- TASKS TO CARRY OUT
1. In the passage on rock weathering and the carbon cycle, what later happens to the carbon removed from the atmosphere when silicates weather?
2. Extend the passage on rock weathering and the carbon cycle, picking up from its final sentence.

- PAGE EXCERPT

++++++++

Weathering occurs where rock is exposed to water and wind. "When silicates weather, carbon is removed from the atmosphere and later precipitated as calcium carbonate. By contrast, weathering of other phases – such as carbonates and sulfides or organic carbon contained in rocks – releases CO₂. These reactions are typically much faster than silicate weathering", says Hovius. “As a consequence, the impact of mountain building on the carbon cycle is complex.”

Weathering model shows common mechanisms

To address this complexity, the researchers used a weathering model to analyze fluxes of sulfide, carbonate, and silicate weathering in a number of targeted study regions – such as Taiwan and New Zealand – with large ranges in erosion rates. “We discovered similar behaviors in all locations, pointing to common mechanisms,” says Bufe.

++++++++

Dataset records
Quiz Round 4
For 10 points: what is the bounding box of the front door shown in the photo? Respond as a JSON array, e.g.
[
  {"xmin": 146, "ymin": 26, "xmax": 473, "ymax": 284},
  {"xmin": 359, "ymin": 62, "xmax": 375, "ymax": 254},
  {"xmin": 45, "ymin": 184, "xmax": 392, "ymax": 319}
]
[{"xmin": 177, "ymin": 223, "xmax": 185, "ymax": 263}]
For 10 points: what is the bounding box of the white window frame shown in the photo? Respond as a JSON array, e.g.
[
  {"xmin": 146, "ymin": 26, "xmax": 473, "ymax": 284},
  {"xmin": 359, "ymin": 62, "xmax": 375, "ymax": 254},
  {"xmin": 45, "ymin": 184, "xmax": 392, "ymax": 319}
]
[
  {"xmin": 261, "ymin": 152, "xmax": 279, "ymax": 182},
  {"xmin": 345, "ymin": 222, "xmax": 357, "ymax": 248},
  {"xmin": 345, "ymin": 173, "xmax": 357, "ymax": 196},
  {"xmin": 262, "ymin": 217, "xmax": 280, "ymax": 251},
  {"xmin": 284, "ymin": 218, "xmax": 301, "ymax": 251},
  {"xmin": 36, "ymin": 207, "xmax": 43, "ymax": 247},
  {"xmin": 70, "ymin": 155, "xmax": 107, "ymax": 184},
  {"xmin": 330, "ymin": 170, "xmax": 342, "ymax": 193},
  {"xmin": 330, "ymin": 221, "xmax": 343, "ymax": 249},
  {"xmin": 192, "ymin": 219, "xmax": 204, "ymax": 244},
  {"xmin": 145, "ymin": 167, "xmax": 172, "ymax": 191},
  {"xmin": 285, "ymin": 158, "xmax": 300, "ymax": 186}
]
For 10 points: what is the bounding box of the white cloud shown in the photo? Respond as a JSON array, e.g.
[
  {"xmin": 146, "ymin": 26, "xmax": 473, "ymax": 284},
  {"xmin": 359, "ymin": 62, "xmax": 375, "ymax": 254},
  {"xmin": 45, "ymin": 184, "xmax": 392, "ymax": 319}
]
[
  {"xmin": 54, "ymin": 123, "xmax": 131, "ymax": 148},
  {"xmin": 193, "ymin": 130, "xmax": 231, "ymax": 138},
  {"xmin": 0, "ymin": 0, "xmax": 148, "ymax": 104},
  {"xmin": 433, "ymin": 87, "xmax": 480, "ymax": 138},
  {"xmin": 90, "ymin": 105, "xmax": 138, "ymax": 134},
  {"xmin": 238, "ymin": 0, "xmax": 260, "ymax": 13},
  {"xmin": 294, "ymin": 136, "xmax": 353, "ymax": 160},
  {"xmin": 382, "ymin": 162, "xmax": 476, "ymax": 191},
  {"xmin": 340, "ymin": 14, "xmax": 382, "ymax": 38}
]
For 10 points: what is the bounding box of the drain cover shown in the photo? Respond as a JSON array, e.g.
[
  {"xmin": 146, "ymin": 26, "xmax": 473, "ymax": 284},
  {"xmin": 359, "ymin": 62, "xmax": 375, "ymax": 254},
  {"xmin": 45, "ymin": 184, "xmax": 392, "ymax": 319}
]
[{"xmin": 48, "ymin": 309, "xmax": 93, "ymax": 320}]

++++++++

- RESPONSES FOR EACH TASK
1. It is later precipitated as calcium carbonate.

2.
Further modelling showed that the relationship between erosion and CO₂-fluxes is not linear, but that CO₂ capture from weathering peaks at an erosion rate of approximately 0.1 millimeters per year. When rates are lower or higher, less CO₂ is sequestered and CO₂ may even be released into the atmosphere. “High erosion rates like in Taiwan or the Himalayas push weathering into being a CO₂ source, because silicate weathering stops increasing with erosion rates at some point, whereas the weathering of carbonates and sulfides increases further,” explains Bufe.

In landscapes with moderate erosion rates of around 0.1 millimeters per year, the rapidly weathering carbonates and sulfides are largely depleted, whereas silicate minerals are abundant and weather efficiently. Where erosion is even slower than 0.1 millimeters per year, only few minerals are left to weather. The biggest CO₂ sinks are therefore low-relief mountain ranges such as the Black Forest or the Oregon Coast Range, where erosion rates approach the optimum. “Over geological timescales, the temperature to which Earth’s ‘thermostat’ is set therefore depends strongly on the global distribution of erosion rates,” says Bufe. To understand the effects of erosion on Earth’s climate system in greater detail, Bufe thinks that future studies should additionally consider organic carbon sinks and weathering in floodplains.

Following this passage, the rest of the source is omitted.